◆ **Extrait de page**
----

La « spiritualité du prêtre » et la « spiritualité du diacre » s’élaborent en grande partie aussi à ce troisième niveau parce que comme nous le verrons dans le second point, ces spiritualités se construisent au fil des jours dans une tension productive et créatrice entre, d’une part, une situation ecclésiale donnée qui est reçue par l’imposition des mains de l’évêque et, d’autre part, le contexte concret dans lequel évolue la personne (le sujet) qui est amené à découvrir et développer une identité spirituelle personnelle marquée par cette situation existentielle nouvelle créée par l’ordination.
Il ne faut pas oublier cependant que ce troisième niveau ne dois jamais exclure les deux premiers car, comme toute spiritualité, la « spiritualité presbytérale » et la « spiritualité diaconale » intègrent dans leur actualisation ces deux premiers niveaux qui demeurent toujours incontournables puisqu’une spiritualité ne peut jamais n’être qu’une application de principes extérieurs au sujet, une théorie, une simple doctrine spirituelle. En effet, elle implique toujours une appropriation personnelle par la personne (le sujet) des réalités de la foi dans les circonstances de temps et de lieu où elle se trouve.
II- GRILLE DE LECTURE POUR DÉVELOPPER UNE SPIRITUALITÉ PERSONNELLE DE MINISTRE ORDONNÉ (PRÊTRES ET DIACRES)
Je vous ai mis sur forme de schéma avec tous les raccourcis que cela comporte une grille de lecture décrit met sur papier le cadre de référence auquel on peut revenir pour discerner et développer son identité spirituelle personnelle de pasteur ou de serviteur. En voici une présentation sommaire.
Au cœur de toute spiritualité se trouve une personne (un sujet interprétant) qui vit une expérience personnelle où elle exprime et interprète son identité spirituelle. Dans le cas des ministères ordonnés, il y a une situation ecclésiale et sacramentelle qui est la consécration pour une mission. Tout baptisé est consacré et envoyé en vertu du sacerdoce commun des fidèles, mais les ministres ordonnés sont « configurés » au Christ d’un manière particulière. Voilà une situation « ontologique » qui les marquent à jamais. Les personnes exerçant des ministères laïcs, sans être ainsi transformées sacramentellement, sont marquées par leur « vocation » confirmée par l’Église sous forme de mandat ou autrement qui devient ainsi l’équivalent de la « consécration » des ministres ordonnés.

----

◆ **Données enregistrées**
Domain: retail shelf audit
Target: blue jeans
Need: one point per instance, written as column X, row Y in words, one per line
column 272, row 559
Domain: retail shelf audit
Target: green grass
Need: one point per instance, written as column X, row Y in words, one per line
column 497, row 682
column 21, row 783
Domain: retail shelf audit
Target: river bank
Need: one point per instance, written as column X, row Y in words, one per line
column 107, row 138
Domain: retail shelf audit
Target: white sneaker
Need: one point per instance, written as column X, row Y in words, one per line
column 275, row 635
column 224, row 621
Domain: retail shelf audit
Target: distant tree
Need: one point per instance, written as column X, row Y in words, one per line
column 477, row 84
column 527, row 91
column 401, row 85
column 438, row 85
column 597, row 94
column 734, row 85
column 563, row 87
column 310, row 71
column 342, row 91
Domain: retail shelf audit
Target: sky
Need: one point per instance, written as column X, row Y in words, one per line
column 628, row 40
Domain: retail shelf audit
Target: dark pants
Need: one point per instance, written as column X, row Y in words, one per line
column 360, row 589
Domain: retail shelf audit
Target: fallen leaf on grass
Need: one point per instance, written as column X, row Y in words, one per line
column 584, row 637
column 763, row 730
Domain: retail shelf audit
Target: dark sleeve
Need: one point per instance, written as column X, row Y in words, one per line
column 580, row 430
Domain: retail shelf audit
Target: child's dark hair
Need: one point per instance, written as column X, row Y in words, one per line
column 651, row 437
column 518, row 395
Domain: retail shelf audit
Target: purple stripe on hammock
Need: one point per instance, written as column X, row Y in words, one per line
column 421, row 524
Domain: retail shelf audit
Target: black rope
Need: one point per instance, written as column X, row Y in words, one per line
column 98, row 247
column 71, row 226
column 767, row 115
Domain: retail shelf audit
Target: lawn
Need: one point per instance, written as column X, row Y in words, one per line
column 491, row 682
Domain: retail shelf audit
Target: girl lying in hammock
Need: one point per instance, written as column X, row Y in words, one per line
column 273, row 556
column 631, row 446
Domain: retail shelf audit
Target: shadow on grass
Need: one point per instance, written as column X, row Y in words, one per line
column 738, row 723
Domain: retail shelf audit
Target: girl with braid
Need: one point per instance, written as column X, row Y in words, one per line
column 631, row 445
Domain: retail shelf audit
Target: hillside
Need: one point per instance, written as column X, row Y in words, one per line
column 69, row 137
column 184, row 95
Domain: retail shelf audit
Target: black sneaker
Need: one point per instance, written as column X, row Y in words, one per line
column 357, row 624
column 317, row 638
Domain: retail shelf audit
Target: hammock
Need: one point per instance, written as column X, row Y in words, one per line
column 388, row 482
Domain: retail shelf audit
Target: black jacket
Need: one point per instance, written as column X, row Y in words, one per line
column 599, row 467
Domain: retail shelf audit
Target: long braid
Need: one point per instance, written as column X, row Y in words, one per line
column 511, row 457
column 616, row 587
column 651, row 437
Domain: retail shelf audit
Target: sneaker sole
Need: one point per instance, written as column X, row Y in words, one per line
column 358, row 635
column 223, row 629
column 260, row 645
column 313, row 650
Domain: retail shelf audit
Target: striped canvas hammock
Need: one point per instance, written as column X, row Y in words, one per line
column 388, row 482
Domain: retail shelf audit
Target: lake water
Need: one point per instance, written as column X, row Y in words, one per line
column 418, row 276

----

Recopiez fidèlement le passage de l'extrait sur la spiritualité des prêtres et des diacres qui va de « Il ne faut pas » jusqu'à « (PRÊTRES ET DIACRES) ».

Il ne faut pas oublier cependant que ce troisième niveau ne dois jamais exclure les deux premiers car, comme toute spiritualité, la « spiritualité presbytérale » et la « spiritualité diaconale » intègrent dans leur actualisation ces deux premiers niveaux qui demeurent toujours incontournables puisqu’une spiritualité ne peut jamais n’être qu’une application de principes extérieurs au sujet, une théorie, une simple doctrine spirituelle. En effet, elle implique toujours une appropriation personnelle par la personne (le sujet) des réalités de la foi dans les circonstances de temps et de lieu où elle se trouve.
II- GRILLE DE LECTURE POUR DÉVELOPPER UNE SPIRITUALITÉ PERSONNELLE DE MINISTRE ORDONNÉ (PRÊTRES ET DIACRES)